Put the part of the entries that opens with the line containing "Phrase: horse forehead" and runs through the last line into a Markdown table with the columns Row and Line, one numbered row per line, leaving out blank lines and the pictures.

-- begin The records --

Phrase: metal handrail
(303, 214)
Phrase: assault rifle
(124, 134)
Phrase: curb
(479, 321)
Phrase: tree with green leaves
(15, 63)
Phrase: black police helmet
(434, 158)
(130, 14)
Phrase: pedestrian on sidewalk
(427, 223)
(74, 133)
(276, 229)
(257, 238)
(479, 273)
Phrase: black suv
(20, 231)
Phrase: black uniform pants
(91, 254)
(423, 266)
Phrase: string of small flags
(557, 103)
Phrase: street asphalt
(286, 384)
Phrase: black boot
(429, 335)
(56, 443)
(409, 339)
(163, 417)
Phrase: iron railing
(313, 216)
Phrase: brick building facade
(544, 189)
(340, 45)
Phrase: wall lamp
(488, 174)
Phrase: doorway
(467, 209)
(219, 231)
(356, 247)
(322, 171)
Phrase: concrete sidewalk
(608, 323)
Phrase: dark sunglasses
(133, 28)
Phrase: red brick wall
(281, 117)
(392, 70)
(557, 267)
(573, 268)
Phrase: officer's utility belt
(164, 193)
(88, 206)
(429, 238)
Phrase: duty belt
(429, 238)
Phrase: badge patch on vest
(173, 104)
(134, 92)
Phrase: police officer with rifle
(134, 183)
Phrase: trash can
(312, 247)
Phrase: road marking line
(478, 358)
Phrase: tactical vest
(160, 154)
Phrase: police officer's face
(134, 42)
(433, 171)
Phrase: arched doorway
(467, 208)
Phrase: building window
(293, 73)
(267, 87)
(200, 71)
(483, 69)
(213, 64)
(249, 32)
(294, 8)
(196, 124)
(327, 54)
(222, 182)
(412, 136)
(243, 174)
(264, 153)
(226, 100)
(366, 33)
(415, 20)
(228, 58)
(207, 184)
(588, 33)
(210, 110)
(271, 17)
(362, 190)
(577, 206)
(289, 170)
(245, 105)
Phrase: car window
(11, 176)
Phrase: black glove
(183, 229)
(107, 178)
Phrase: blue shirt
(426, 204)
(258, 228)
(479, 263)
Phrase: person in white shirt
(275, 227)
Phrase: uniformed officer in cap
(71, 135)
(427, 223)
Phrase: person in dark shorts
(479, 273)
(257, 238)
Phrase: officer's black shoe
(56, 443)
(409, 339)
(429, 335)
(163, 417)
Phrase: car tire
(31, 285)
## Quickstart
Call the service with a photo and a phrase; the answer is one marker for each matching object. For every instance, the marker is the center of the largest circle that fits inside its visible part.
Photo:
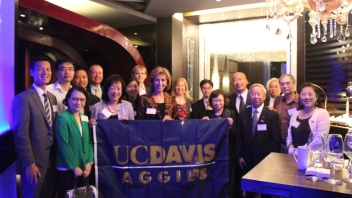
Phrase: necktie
(242, 106)
(97, 93)
(47, 108)
(254, 121)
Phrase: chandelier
(322, 13)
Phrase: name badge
(106, 113)
(84, 118)
(55, 108)
(261, 127)
(295, 124)
(151, 111)
(291, 111)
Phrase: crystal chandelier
(321, 14)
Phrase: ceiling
(140, 16)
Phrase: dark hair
(215, 94)
(204, 82)
(36, 59)
(69, 93)
(159, 70)
(64, 59)
(108, 82)
(78, 68)
(316, 90)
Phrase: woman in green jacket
(75, 149)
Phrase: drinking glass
(348, 151)
(315, 148)
(334, 150)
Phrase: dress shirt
(271, 101)
(260, 109)
(41, 92)
(238, 99)
(59, 94)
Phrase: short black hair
(36, 59)
(69, 93)
(215, 94)
(204, 82)
(64, 59)
(113, 79)
(316, 90)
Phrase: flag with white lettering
(173, 159)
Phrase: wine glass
(348, 151)
(334, 150)
(315, 148)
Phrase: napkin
(320, 172)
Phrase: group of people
(51, 121)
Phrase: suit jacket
(232, 103)
(91, 101)
(73, 149)
(33, 135)
(147, 101)
(254, 148)
(198, 110)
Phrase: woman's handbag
(88, 191)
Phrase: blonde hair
(159, 70)
(138, 67)
(178, 80)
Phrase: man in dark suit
(199, 108)
(258, 132)
(33, 116)
(240, 99)
(81, 79)
(95, 78)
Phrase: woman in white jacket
(310, 118)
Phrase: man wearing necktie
(240, 99)
(33, 117)
(258, 132)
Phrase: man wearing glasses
(64, 70)
(257, 132)
(286, 105)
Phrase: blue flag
(174, 159)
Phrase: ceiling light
(323, 13)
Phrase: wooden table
(278, 175)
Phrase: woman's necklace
(116, 110)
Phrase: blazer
(147, 101)
(126, 110)
(33, 135)
(232, 103)
(319, 122)
(91, 101)
(74, 150)
(198, 110)
(254, 149)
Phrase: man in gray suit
(33, 116)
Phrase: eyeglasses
(303, 95)
(254, 94)
(218, 101)
(63, 69)
(75, 100)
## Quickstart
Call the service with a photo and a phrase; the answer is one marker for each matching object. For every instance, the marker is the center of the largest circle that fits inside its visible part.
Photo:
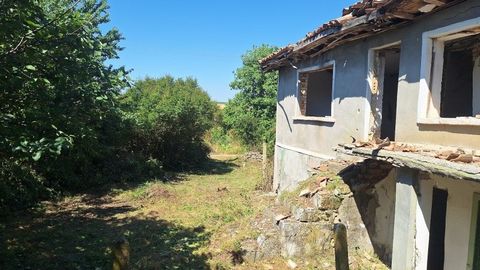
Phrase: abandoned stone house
(396, 81)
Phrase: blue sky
(205, 39)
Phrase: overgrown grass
(169, 224)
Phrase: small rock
(267, 267)
(291, 264)
(280, 217)
(261, 239)
(305, 193)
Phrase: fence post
(264, 161)
(121, 254)
(341, 247)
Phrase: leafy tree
(57, 98)
(173, 116)
(251, 113)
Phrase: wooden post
(264, 161)
(341, 247)
(121, 254)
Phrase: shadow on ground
(216, 167)
(79, 236)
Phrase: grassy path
(170, 225)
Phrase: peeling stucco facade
(302, 143)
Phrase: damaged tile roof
(362, 19)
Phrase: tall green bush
(173, 116)
(251, 113)
(58, 107)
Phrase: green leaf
(37, 155)
(30, 67)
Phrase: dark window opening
(457, 79)
(316, 97)
(436, 244)
(390, 90)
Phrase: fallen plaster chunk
(417, 161)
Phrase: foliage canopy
(251, 113)
(173, 116)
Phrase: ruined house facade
(407, 70)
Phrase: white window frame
(372, 66)
(298, 115)
(431, 74)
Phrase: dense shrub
(173, 116)
(251, 113)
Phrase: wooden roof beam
(437, 3)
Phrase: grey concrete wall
(350, 105)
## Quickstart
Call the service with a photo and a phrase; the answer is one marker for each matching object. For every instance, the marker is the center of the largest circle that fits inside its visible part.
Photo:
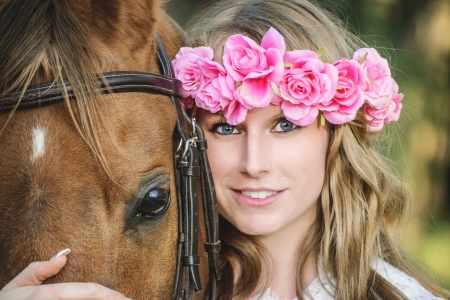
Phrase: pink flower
(375, 117)
(299, 114)
(235, 112)
(350, 93)
(186, 68)
(394, 106)
(254, 66)
(379, 86)
(217, 89)
(187, 102)
(307, 82)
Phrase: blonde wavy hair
(362, 201)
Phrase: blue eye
(284, 125)
(225, 129)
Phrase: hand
(28, 284)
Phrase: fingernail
(62, 252)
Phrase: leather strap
(189, 167)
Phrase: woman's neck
(282, 250)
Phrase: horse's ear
(125, 27)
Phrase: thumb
(37, 272)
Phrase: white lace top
(403, 282)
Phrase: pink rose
(375, 117)
(187, 102)
(307, 79)
(186, 68)
(307, 82)
(217, 88)
(379, 87)
(235, 112)
(349, 96)
(299, 114)
(394, 106)
(254, 66)
(389, 113)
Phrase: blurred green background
(415, 34)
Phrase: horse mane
(43, 40)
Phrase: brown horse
(74, 174)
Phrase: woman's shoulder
(406, 284)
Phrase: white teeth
(258, 195)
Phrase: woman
(309, 209)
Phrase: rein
(191, 164)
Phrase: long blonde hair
(362, 200)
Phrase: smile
(258, 195)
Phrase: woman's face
(267, 171)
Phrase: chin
(256, 227)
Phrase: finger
(37, 272)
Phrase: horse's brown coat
(65, 198)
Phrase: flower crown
(253, 75)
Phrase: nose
(256, 159)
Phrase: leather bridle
(191, 164)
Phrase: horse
(95, 170)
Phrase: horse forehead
(37, 143)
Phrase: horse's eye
(155, 202)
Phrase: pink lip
(257, 203)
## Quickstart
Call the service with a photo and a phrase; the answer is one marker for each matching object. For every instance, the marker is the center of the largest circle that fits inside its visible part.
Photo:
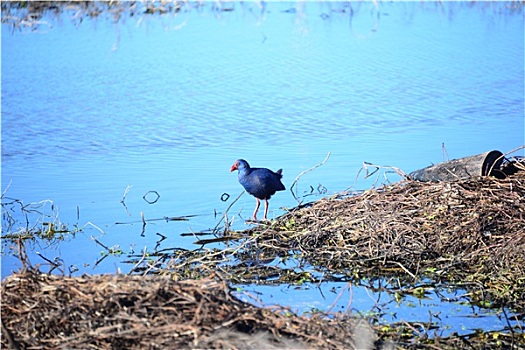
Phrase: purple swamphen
(261, 183)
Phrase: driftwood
(485, 164)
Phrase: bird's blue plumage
(261, 183)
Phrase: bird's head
(239, 164)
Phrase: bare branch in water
(304, 172)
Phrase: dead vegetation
(141, 312)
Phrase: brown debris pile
(141, 312)
(464, 231)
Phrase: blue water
(168, 103)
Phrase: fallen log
(484, 164)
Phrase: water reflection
(166, 103)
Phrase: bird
(261, 183)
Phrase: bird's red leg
(265, 209)
(256, 209)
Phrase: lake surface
(168, 103)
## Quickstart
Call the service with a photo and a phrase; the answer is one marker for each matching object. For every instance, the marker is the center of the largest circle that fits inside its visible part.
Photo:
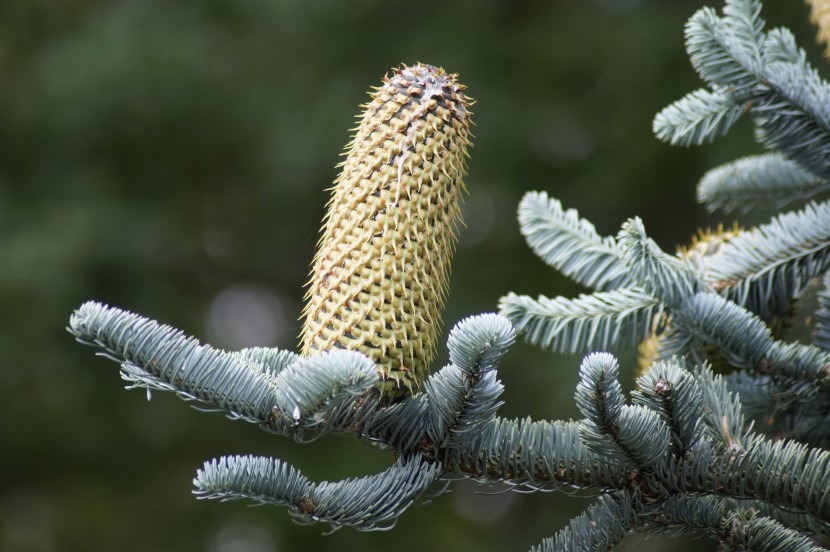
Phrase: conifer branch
(599, 321)
(755, 181)
(571, 244)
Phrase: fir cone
(381, 272)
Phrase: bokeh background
(173, 158)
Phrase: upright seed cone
(382, 268)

-- end The records --

▸ **Response to this task**:
| Row | Line |
|---|---|
| 1 | Phrase: horse forehead |
| 2 | (37, 143) |
| 3 | Phrase: horse's eye |
| 4 | (155, 202) |
| 5 | Phrase: pink lip |
| 6 | (257, 203) |
| 7 | ## Quickstart |
| 8 | Call the service with a photo and a phrase; the answer is one marker for each matching object. For every instance, the marker is the center of the largest circle that fits inside its visible part. |
| 9 | Photo: |
| 10 | Phrase: purple swamphen |
| 11 | (261, 183) |
| 12 | Phrase: driftwood |
| 13 | (485, 164) |
| 14 | Phrase: bird's blue plumage |
| 15 | (261, 183) |
| 16 | Phrase: bird's head |
| 17 | (239, 164) |
| 18 | Phrase: bare branch in water |
| 19 | (304, 172) |
| 20 | Phrase: dead vegetation |
| 21 | (141, 312) |
| 22 | Phrase: brown debris pile |
| 23 | (141, 312) |
| 24 | (464, 231) |
| 25 | Phrase: blue water |
| 26 | (168, 103) |
| 27 | Phrase: fallen log |
| 28 | (484, 164) |
| 29 | Phrase: water reflection |
| 30 | (166, 103) |
| 31 | Phrase: bird |
| 32 | (261, 183) |
| 33 | Phrase: bird's red leg |
| 34 | (265, 209) |
| 35 | (256, 209) |
| 36 | Phrase: lake surface |
| 37 | (168, 103) |
| 38 | ## Quickstart |
| 39 | Call the service with a photo and a phrase; the answer is one marker for each matching object. For every instance, the marker is the center of the largest circle that fits inside its visible part. |
| 40 | Photo: |
| 41 | Phrase: conifer branch |
| 42 | (599, 321) |
| 43 | (755, 181) |
| 44 | (571, 244) |
| 45 | Phrase: fir cone |
| 46 | (381, 272) |
| 47 | Phrase: bokeh background |
| 48 | (173, 158) |
| 49 | Phrase: upright seed cone |
| 50 | (382, 268) |